#### Exercises to complete:
1: In the Atkins diet article, rewrite the paragraph beginning "At least three formal studies" as a short bulleted list that keeps its main facts.
2: Translate this sentence from the Atkins diet article into Spanish: "He approached the Robert C. Atkins foundation in New York City to finance the research."
3: Pick up the Atkins diet article after its last sentence and keep writing.

#### Provided passage:
'''
Atkins diet beats low-fat fare

ASSOCIATED PRESS

Nov. 18 — Multitudes swear by the high-fat, low- carbohydrate Atkins diet, and now a carefully controlled study backs them up: Low-carb may actually take off more weight than low-fat and may be surprisingly better for cholesterol, too.

FOR YEARS, the Atkins formula of sparing carbohydrates and loading up on taboo fatty foods has been blasphemy to many in the health establishment, who view it as a formula for cardiovascular ruin.

But now, some of the same researchers who long scoffed at the diet are putting it to the test, and they say the results astonish them. Rather than making cholesterol soar, as they feared, the diet actually appears to improve it, and volunteers take off more weight.

Still, the number of overweight people studied this way is small, and the research does not examine possible long- term ills or advantages, including how long people keep the pounds off.

So for now, the researchers say that much more research is necessary before the Atkins diet can be given an across-the-board endorsement, but at least they believe it is safe enough to take into much larger studies.

ATKINS VS. AHA DIET

At least three formal studies of the Atkins diet have
been presented at medical conferences over the past year, and all have reached similar results. The latest, conducted by Dr. Eric Westman of Duke University, was presented Monday at the annual scientific meeting of the American Heart Association, long a stronghold of support for the traditional low-fat approach.

Westman, an internist at Duke’s diet and fitness center, said he decided to study the Atkins approach because of concern over so many patients and friends taking it up on their own. He approached the Robert C. Atkins foundation in New York City to finance the research.

Westman studied 120 overweight volunteers, who were randomly assigned to the Atkins diet or the heart association’s Step 1 diet, a widely used low-fat approach. On the Atkins diet, people limited their carbs to less than 20 grams a day, and 60 percent of their calories came from fat.
“It was high fat, off the scale,” he said.
'''
#### Information supplied:
'''
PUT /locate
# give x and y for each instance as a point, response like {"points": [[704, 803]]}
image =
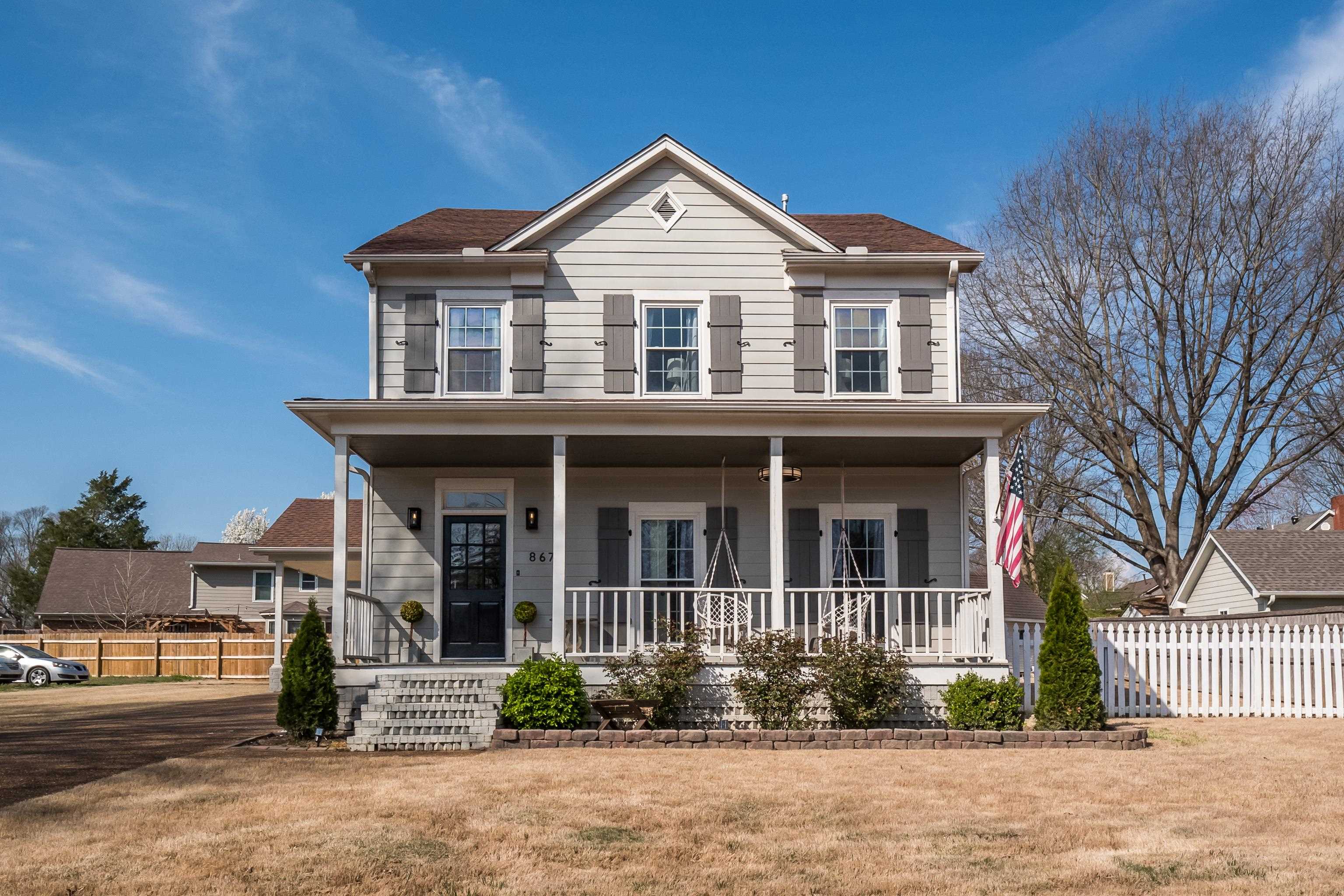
'''
#### Answer set:
1:
- Over the past year, at least three formal studies of the Atkins diet have been presented at medical conferences, all with similar results.
- The latest was conducted by Dr. Eric Westman of Duke University.
- It was presented Monday at the annual scientific meeting of the American Heart Association.
- That association has long been a stronghold of support for the traditional low-fat approach.

2: Se dirigió a la fundación Robert C. Atkins, en la ciudad de Nueva York, para que financiara la investigación.

3:
After six months, the people on the Atkins diet had lost 31 pounds, compared with 20 pounds on the AHA diet, and more people stuck with the Atkins regimen.

Total cholesterol fell slightly in both groups. However, those on the Atkins diet had an 11 percent increase in HDL, the good cholesterol, and a 49 percent drop in triglycerides. On the AHA diet, HDL was unchanged, and triglycerides dropped 22 percent. High triglycerides may raise the risk of heart disease.

While the volunteers’ total amounts of LDL, the bad cholesterol, did not change much on either diet, there was evidence that it had shifted to a form that may be less likely to clog the arteries.

CALL FOR LONG-TERM RESEARCH
“More study is necessary before such a diet can be recommended,” Westman said. “However, a concern about serum lipid (cholesterol) elevations should not impede such research.”

No single study is likely to change minds the issue, especially since an initial weight loss is hard to maintain on any diet. Some answers could come from a yearlong study being sponsored by the National Institutes of Health. That experiment, being directed by Dr. Gary Foster of the University of Pennsylvania, will test the Atkins diet on 360 patients.

In the meantime, the heart association’s president, Dr. Robert Bonow of Northwestern University, said the organization will reconsider the Atkins diet as more research results become available.